## Task
Copy every line below where the string "staircase" is found.

Point localization data

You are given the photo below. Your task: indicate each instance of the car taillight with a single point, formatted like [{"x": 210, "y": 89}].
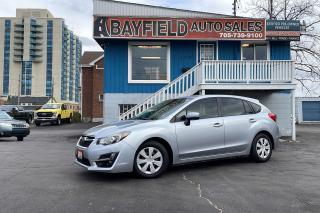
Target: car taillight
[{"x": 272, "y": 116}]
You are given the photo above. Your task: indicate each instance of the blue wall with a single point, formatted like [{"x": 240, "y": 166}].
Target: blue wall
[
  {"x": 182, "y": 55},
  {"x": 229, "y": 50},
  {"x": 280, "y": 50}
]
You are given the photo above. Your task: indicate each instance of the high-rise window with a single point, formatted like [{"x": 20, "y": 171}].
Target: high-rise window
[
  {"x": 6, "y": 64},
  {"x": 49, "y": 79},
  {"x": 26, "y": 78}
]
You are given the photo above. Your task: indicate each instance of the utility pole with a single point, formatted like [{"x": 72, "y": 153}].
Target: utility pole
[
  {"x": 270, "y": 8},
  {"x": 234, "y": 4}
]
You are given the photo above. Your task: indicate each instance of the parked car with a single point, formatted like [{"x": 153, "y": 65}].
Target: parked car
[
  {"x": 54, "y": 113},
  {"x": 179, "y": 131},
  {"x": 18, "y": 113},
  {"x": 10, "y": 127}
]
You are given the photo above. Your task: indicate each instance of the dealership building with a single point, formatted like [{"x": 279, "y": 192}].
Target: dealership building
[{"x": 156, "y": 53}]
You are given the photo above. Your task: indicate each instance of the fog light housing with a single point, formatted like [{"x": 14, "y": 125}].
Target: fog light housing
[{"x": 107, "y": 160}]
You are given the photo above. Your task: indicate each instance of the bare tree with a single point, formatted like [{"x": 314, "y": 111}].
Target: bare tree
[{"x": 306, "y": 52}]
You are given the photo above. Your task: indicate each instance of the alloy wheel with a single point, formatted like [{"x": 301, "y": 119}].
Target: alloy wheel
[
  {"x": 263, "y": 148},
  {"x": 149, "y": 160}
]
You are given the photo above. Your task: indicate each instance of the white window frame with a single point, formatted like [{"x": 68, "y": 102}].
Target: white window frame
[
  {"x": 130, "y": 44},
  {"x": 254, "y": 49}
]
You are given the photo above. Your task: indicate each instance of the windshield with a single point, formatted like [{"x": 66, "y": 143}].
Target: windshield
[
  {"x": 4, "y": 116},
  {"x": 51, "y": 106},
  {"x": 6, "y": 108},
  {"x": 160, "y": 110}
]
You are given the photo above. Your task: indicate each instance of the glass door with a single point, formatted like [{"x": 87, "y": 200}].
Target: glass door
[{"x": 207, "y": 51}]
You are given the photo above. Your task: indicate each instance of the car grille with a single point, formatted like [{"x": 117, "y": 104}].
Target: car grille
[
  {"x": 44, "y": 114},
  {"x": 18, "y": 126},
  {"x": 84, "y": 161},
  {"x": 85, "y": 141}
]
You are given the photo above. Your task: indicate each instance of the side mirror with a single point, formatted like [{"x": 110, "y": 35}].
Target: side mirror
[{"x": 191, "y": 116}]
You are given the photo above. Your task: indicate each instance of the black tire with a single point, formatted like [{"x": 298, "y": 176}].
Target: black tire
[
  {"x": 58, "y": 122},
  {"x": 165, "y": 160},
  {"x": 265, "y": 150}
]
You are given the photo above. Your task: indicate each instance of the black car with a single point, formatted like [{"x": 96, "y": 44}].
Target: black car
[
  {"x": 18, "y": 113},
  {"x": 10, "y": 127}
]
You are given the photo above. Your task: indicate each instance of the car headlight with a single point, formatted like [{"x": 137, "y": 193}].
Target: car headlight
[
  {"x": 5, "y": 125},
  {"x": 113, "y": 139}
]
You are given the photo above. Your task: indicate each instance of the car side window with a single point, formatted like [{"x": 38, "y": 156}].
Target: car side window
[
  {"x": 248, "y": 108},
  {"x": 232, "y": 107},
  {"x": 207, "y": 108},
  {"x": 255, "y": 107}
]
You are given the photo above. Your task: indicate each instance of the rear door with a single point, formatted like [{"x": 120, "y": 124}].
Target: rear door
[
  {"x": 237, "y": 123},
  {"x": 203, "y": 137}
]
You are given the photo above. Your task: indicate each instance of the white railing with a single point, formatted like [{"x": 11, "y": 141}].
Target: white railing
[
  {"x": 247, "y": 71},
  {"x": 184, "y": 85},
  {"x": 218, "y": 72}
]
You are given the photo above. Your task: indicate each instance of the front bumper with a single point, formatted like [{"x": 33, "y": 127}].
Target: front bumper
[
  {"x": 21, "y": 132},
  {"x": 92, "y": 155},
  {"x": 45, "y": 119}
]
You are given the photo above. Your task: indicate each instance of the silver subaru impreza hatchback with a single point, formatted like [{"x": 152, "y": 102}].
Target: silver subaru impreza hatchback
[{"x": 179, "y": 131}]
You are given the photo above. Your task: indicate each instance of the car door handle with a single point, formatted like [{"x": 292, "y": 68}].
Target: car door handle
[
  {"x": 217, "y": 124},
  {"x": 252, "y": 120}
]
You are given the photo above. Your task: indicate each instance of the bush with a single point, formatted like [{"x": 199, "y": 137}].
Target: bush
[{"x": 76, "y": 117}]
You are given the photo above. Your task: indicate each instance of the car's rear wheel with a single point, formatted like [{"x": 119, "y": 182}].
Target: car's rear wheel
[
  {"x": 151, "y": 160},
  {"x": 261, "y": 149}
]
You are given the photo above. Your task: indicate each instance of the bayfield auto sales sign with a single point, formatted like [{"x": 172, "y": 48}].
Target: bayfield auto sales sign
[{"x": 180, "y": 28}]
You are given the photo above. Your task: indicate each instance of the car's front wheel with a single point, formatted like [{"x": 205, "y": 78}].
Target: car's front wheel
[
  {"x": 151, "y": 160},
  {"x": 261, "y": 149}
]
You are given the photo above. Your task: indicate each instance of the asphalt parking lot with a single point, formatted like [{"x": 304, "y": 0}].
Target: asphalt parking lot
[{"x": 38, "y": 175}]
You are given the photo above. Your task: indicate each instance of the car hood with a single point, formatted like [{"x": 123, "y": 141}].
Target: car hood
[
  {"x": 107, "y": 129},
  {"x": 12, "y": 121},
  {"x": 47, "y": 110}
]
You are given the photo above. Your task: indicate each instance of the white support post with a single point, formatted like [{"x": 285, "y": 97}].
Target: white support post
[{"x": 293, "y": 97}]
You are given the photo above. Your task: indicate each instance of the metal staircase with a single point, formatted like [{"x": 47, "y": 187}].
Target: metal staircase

## Response below
You are given the photo above. Your task: indicate each instance of the metal staircase with a single point, formatted like [{"x": 47, "y": 187}].
Target: metal staircase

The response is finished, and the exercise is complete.